◆ Exercise prompt:
The answer should be the lines from the one with "Ground dark blue" through the final line of the entries, restated word for word.

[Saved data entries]
* * * * * * *
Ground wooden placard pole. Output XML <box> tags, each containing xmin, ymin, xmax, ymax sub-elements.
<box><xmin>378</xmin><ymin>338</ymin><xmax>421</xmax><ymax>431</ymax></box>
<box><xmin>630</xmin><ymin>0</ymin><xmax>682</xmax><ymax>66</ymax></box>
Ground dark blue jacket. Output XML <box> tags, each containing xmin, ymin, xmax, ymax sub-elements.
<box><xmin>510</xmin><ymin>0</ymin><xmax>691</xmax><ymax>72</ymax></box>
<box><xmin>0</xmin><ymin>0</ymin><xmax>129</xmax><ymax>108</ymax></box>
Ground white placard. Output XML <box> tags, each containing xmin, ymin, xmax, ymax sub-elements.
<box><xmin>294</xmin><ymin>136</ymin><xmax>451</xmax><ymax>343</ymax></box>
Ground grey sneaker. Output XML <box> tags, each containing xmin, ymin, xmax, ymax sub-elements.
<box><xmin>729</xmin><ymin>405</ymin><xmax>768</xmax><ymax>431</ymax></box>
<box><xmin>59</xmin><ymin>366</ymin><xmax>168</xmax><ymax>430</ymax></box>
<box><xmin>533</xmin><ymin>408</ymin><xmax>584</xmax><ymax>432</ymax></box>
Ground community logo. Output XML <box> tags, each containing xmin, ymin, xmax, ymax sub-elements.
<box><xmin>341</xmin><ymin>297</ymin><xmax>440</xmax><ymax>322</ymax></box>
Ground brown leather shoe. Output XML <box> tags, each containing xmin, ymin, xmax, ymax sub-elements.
* * * * * * *
◆ Response to this exercise:
Ground dark blue jacket. Output XML <box> tags, each containing xmin, ymin, xmax, ymax sub-elements.
<box><xmin>510</xmin><ymin>0</ymin><xmax>691</xmax><ymax>72</ymax></box>
<box><xmin>0</xmin><ymin>0</ymin><xmax>129</xmax><ymax>108</ymax></box>
Ground white placard. Output XML <box> tags, each containing xmin, ymin, xmax, ymax sub-elements.
<box><xmin>294</xmin><ymin>136</ymin><xmax>451</xmax><ymax>343</ymax></box>
Ground grey sneaker. Output XML <box> tags, each containing xmin, ymin, xmax, ymax sub-elements.
<box><xmin>729</xmin><ymin>405</ymin><xmax>768</xmax><ymax>431</ymax></box>
<box><xmin>59</xmin><ymin>366</ymin><xmax>168</xmax><ymax>430</ymax></box>
<box><xmin>533</xmin><ymin>408</ymin><xmax>584</xmax><ymax>432</ymax></box>
Ground community logo. Output XML <box> tags, each containing xmin, ymin, xmax, ymax sub-elements.
<box><xmin>341</xmin><ymin>297</ymin><xmax>440</xmax><ymax>322</ymax></box>
Ground brown leather shoe. Output XML <box> tags, each containing xmin, ymin, xmax, ymax sub-elements.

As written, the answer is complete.